== Quoted text ==

It looks like recent transformers/accelerate versions are only slightly worse when used with torch==2.0.1/torch==2.1.2 but significantly worse on torch==2.2.2 and later. Any idea on what could be going on? Is this more of a torch issue?

abdulfatir avatar May 16 '24 13:05 abdulfatir

Let me dig today and see if we have any torch 2.2+ import checks that could differ.

muellerzr avatar May 16 '24 14:05 muellerzr

Do we have any update on this @muellerzr?

abdulfatir avatar May 23 '24 08:05 abdulfatir

I thought maybe this has something to do with iterable vs map style datasets, so I did the following test but it's the same story.

from typing import Iterator
import torch
from transformers import T5ForConditionalGeneration, Trainer, TrainingArguments
from torch.utils.data import IterableDataset, Dataset


class IterableDummyDataset(IterableDataset):
    def __iter__(self) -> Iterator:
        while True:
            yield {
                "input_ids": torch.randint(4000, size=(512,)),
                "labels": torch.randint(4000, size=(64,)),
            }


class MapDummyDataset(Dataset):
    def __len__(self):
        return 1000

    def __getitem__(self, i):
        return {
            "input_ids": torch.randint(4000, size=(512,)),
            "labels": torch.randint(4000, size=(64,)),
        }


if __name__ == "__main__":
    model = T5ForConditionalGeneration.from_pretrained("google/t5-efficient-small")

===
== Record excerpts ==

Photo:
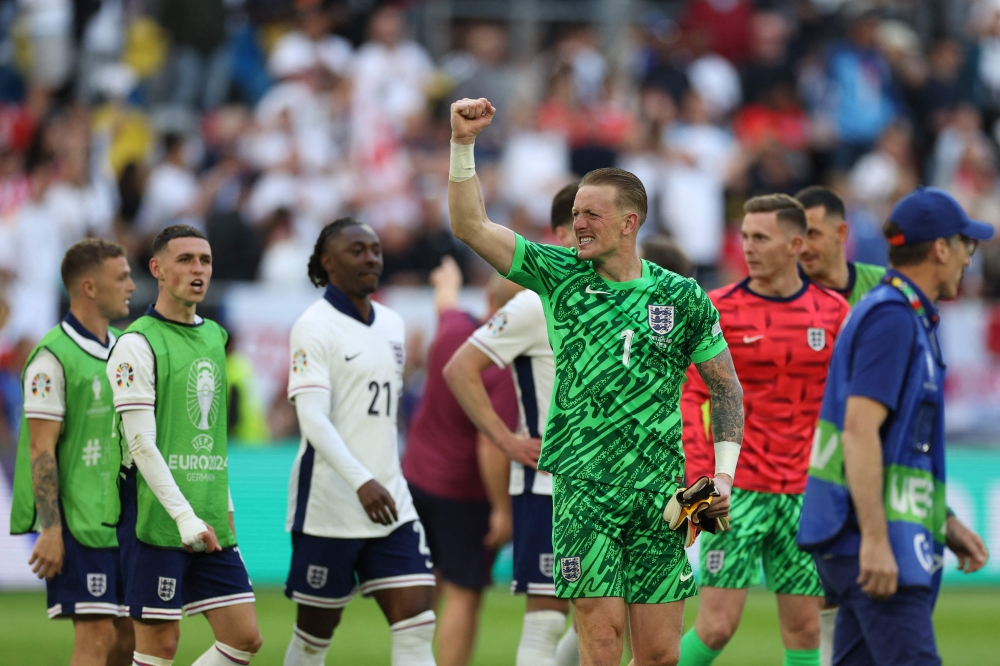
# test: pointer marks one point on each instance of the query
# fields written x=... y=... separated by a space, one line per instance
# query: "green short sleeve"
x=540 y=268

===

* [Task instructions]
1. Output the rows in Block 1 as a two-column CSV with the headers request and points. Put one line per row, with each row's request text and its answer in separate quoted fields, line breaks replaced by spaces, and no pictures.
2. Continue the thread about training slowdowns on newer torch versions, starting after its last line shown.

* [Task-by-task results]
1.
request,points
"Photo: # test: pointer marks one point on each instance of the query # fields written x=... y=... separated by a space, one line per instance # query: ""green short sleeve""","x=540 y=268"

2.
    dataset = MapDummyDataset()
    training_args = TrainingArguments(
        output_dir="./output/",
        max_steps=1000_000,
        per_device_train_batch_size=16,
    )
    trainer = Trainer(model=model, train_dataset=dataset, args=training_args)
    trainer.train()

abdulfatir avatar May 24 '24 09:05 abdulfatir

This really looks like a torch issue. I have opened an issue here: https://github.com/pytorch/pytorch/issues/127077

abdulfatir avatar May 24 '24 11:05 abdulfatir

Thanks for finding and reproducing in torch! Will keep a close eye on it 🤗

muellerzr avatar May 24 '24 11:05 muellerzr

@abdulfatir BTW, they mentioned the aligning of CPU cores, modify the following in your accelerate config and it'll do that:

enable_cpu_affinity: true

In your config, or pass it in as --enable_cpu_affinity.

muellerzr avatar Jun 03 '24 13:06 muellerzr

Let me know if that does anything please 🙏

muellerzr avatar Jun 03 '24 13:06 muellerzr

Thanks @muellerzr!

I normally use torchrun for my experiments. Here's what I did (please correct me if I am wrong).

  1. Create accelerate config with the following values.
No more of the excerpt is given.